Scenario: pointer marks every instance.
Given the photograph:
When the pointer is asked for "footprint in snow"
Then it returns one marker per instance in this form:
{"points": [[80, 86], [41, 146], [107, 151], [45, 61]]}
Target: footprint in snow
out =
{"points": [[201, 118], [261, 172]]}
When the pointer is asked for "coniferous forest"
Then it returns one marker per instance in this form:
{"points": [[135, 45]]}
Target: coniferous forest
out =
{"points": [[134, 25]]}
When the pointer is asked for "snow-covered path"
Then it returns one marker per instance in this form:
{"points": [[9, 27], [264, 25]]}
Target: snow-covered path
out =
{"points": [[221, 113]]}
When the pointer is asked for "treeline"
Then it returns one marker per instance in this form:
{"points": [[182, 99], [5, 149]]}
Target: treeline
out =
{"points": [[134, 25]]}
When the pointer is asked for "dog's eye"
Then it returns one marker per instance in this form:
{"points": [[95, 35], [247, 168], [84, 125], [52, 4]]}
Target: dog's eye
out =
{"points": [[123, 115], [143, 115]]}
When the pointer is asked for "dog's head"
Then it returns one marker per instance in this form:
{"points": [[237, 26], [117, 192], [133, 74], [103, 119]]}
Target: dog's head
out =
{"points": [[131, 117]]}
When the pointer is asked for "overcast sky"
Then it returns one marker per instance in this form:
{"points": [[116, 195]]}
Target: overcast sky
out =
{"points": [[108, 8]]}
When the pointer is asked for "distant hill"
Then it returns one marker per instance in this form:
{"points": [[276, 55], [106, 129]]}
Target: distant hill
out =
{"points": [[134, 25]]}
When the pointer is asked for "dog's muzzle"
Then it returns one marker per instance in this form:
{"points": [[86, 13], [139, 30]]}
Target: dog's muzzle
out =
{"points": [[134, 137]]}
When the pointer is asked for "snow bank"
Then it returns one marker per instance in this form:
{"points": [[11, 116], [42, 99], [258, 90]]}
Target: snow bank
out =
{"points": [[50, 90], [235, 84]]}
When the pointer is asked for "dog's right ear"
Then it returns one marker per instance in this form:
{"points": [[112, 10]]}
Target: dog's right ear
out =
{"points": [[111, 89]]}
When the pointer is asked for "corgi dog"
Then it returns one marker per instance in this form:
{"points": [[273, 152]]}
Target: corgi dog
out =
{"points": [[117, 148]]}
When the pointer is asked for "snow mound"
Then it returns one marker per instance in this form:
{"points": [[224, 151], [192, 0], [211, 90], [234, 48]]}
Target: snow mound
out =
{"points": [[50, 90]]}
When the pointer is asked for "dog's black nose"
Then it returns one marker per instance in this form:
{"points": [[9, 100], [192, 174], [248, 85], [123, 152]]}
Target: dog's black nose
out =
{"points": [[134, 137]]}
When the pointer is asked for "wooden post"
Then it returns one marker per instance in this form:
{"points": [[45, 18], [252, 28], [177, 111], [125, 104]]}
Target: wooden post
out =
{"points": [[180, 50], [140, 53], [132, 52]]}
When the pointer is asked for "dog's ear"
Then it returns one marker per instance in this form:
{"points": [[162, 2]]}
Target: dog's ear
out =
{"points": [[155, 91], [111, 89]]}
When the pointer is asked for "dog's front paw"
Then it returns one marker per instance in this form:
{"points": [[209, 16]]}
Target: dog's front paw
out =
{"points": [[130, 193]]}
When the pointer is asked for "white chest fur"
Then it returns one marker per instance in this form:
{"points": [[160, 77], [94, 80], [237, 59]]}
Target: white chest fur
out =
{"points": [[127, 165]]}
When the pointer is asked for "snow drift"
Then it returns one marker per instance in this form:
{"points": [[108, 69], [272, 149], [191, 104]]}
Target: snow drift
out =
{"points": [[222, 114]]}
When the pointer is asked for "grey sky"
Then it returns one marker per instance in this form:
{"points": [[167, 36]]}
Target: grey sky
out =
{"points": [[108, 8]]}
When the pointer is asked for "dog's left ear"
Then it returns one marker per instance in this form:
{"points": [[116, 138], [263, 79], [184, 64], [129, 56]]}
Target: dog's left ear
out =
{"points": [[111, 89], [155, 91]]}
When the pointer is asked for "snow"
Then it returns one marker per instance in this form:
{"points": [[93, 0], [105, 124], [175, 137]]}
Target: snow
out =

# [Goal]
Reproduce the whole listing word for word.

# [Answer]
Scenario: pointer marks every instance.
Given the photograph:
When the pointer is asked for "footprint in snow"
Then it returns one marker per instance in this form:
{"points": [[80, 86], [41, 146], [107, 151], [45, 61]]}
Target: footprint in snow
out =
{"points": [[201, 118], [261, 172]]}
When the pointer is asked for "coniferous forest"
Then it returns one marker per instance in this form:
{"points": [[135, 45]]}
Target: coniferous forest
out =
{"points": [[134, 25]]}
When the pointer is asked for "snow-covered path"
Then it returns one marker per instance in this form:
{"points": [[9, 27], [264, 25]]}
Target: snow-covered path
out =
{"points": [[221, 113]]}
When the pointer is asked for "treeline"
Then it returns one marker per instance in this form:
{"points": [[182, 99], [5, 149]]}
Target: treeline
out =
{"points": [[134, 25]]}
When the pointer is asked for "dog's eye"
Then it returns one marker per instance in this form:
{"points": [[95, 35], [247, 168], [84, 125], [52, 4]]}
Target: dog's eye
out =
{"points": [[123, 115], [143, 115]]}
When the pointer is asked for "dog's head"
Then it returns one marker per instance in this form:
{"points": [[237, 26], [117, 192], [133, 74], [103, 119]]}
Target: dog's head
out =
{"points": [[131, 117]]}
When the pointer is asked for "overcast sky"
Then it returns one marker per instance in this form:
{"points": [[116, 195]]}
Target: overcast sky
out =
{"points": [[108, 8]]}
When the pointer is asked for "distant hill"
Then it returns one marker per instance in this form:
{"points": [[276, 55], [106, 129]]}
Target: distant hill
out =
{"points": [[134, 25]]}
When the pointer is asked for "dog's muzzle"
Then it returns one marker per instance in this form:
{"points": [[86, 13], [139, 30]]}
Target: dog's muzzle
out =
{"points": [[134, 137]]}
When the pointer is asked for "snow bank"
Then it returns one marker per instance in this form:
{"points": [[11, 116], [42, 99], [258, 90]]}
Target: snow bank
out =
{"points": [[50, 90], [235, 84]]}
When the pointer is asked for "dog's right ear"
Then it returns one marker per instance in this form:
{"points": [[112, 10]]}
Target: dog's right ear
out =
{"points": [[111, 89]]}
When the pointer is asked for "corgi dog"
Then it returns one marker per instance in this form:
{"points": [[273, 152]]}
Target: corgi dog
out =
{"points": [[117, 148]]}
When the pointer is asked for "snow mound"
Then it returns one marker per instance in this form:
{"points": [[224, 151], [192, 0], [211, 90], [234, 48]]}
Target: snow mound
out =
{"points": [[50, 90]]}
When the pointer is asked for "dog's black nose"
Then it returns one marker per instance in this form:
{"points": [[9, 100], [192, 174], [248, 85], [123, 152]]}
Target: dog's black nose
out =
{"points": [[134, 137]]}
When the pointer is asked for "wooden post"
Then it returns one marker per instance in this form:
{"points": [[45, 18], [252, 28], [177, 111], [125, 104]]}
Target: wooden post
out =
{"points": [[180, 50], [140, 53], [132, 52]]}
When the pointer is asked for "dog's ear"
Then it returns one marker per instance in this form:
{"points": [[162, 2]]}
Target: dog's ear
out =
{"points": [[155, 91], [111, 89]]}
When the pointer is asked for "dog's front paw"
Then it returns one marker per instance in this form:
{"points": [[209, 16]]}
Target: dog's front paw
out =
{"points": [[130, 193]]}
When the pointer is asked for "white chest fur"
Then it returns one marker per instance in this form:
{"points": [[160, 77], [94, 80], [237, 59]]}
Target: white chest fur
out =
{"points": [[127, 165]]}
When the pointer is asked for "snow drift"
Then it returns one marker per instance in this form:
{"points": [[108, 69], [272, 149], [191, 104]]}
Target: snow drift
out =
{"points": [[222, 114]]}
When the pointer is asked for "grey sky"
Then it returns one marker per instance in this form:
{"points": [[167, 36]]}
Target: grey sky
out =
{"points": [[108, 8]]}
When the pointer is asked for "dog's left ear"
Then it returns one marker per instance in this form:
{"points": [[116, 138], [263, 79], [184, 64], [129, 56]]}
Target: dog's left ear
out =
{"points": [[111, 89], [155, 91]]}
When the pointer is asked for "snow"
Then it returns one marker per instance in this form:
{"points": [[93, 0], [105, 124], [175, 137]]}
Target: snow
out =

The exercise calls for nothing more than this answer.